Extrait à lire >>
# # # # #

Faits[modifier | modifier le code]

Sophie Carswell, employée de l'une des entreprises situées dans le centre commercial Polo Park (Winnipeg, MB), participait à une grève et à un piquetage devant son lieu de travail, lorsque le gérant dudit centre commercial, Peter Harrison, a demandé qu'elle et les autres piqueteurs quittent la zone, sinon ils seraient accusés d'intrusion en vertu de la Loi sur l'intrusion du Manitoba de 1970. Carswell a continué de piqueter et a donc été accusée d'intrusion. Elle a d'abord été déclarée coupable par la Cour de comté, mais ce jugement a ensuite été infirmé par la Cour d'appel du Manitoba. Harrison a alors demandé l'autorisation de se pourvoir devant la Cour suprême et l'affaire a été entendue par cette Cour en 1976.

Jugement de la Cour[modifier | modifier le code]

La Cour a jugé que l'employé du magasin n'avait pas le droit de manifester dans un centre commercial alors que cela allait à l'encontre de la volonté du centre. Le centre était jugé suffisamment sous le contrôle du propriétaire et ne constituait pas un lieu public, le propriétaire avait donc le droit de protéger la propriété privée en vertu quant aux intrusions.

La décision s'appuie fortement sur une affaire précédemment tranchée par la Cour suprême du Canada, R. c. Peters [2]. Dans cette affaire, la Cour suprême a décidé que le propriétaire d'un centre commercial avait «un contrôle ou une possession suffisants des parties communes» du centre commercial pour pouvoir prétendre que les piqueteurs dans l'affaire Peters étaient en fait des intrus. Étant donné que l'affaire Peters ne pouvait pas être suffisamment distinguée de l'affaire Harrison, affirme le juge Dickson, il ne pouvait en être décidé autrement. En fait, en décider autrement aurait pu soulever des questions quant aux « limites de la fonction judiciaire. »

La décision tente donc de traiter trois questions distinctes:

  1. Peut-on distinguer Peters du cas actuel?
  2. Quel est le rôle du pouvoir judiciaire dans l'interprétation de la loi?
  3. Quel degré de contrôle le propriétaire a-t-il? Peut-il invoquer une intrusion même pour des personnes qui se livrent à une activité légale, comme la grève?

# # # # #

Enregistrements du corpus >>
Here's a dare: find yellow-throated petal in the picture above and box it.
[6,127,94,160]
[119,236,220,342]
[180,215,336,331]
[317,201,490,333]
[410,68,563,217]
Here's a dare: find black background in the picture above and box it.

# # # # #

Consignes >>
**a.** Recopiez le passage de l'extrait sur l'affaire Harrison qui va de « 2. Quel est » à « comme la grève? ».
**b.** Poursuivez l'extrait sur l'affaire Harrison à partir de l'endroit où il s'arrête.

Réponses par consigne >>
**a.**
2. Quel est le rôle du pouvoir judiciaire dans l'interprétation de la loi?
  3. Quel degré de contrôle le propriétaire a-t-il? Peut-il invoquer une intrusion même pour des personnes qui se livrent à une activité légale, comme la grève?

**b.**
Le juge Dickson et la majorité de la Cour ont conclu que les deux affaires étaient indiscernables et, comme la première reconnaissait au propriétaire le droit d'invoquer une intrusion, la Cour a été obligée de rendre une décision similaire dans l'affaire Harrison. La Cour a donc refusé d'admettre une exception dans la loi existante (la Loi sur l'intrusion du Manitoba) pour une activité légale (dans ce cas-ci, la grève), car cette exception devrait être tranchée par la législature et non pas par le tribunal.

Dissidence[modifier | modifier le code]

Dans l'une de ses dissidences les plus célèbres, juge en chef Laskin a soutenu que le centre était un lieu public puisque le public y avait libre accès.

« S’il était nécessaire de définir la situation juridique qui est créée, à mon avis, par l’ouverture d’un centre commercial, qui comprend des lieux publics du genre de ceux que j’ai mentionnés (du moins quand l’ouverture n’est pas accompagnée d’un avis de restrictions quant à la catégorie des personnes admises), je dirais que les personnes faisant partie du public sont des visiteurs invités dont l’invitation ne peut être révoquée que dans le cas d’inconduite (et je n’ai pas besoin de préciser ici ce que cela comprend) ou d’activités illégales. Cette thèse concilie les intérêts du propriétaire du centre commercial et ceux du public, ne fait violence ni à l’un ni à l’autre et reconnaît les intérêts commerciaux mutuels ou réciproques du propriétaire du centre commercial, de ses locataires et du public, sur lesquels se fonde l’entreprise que constitue le centre commercial. »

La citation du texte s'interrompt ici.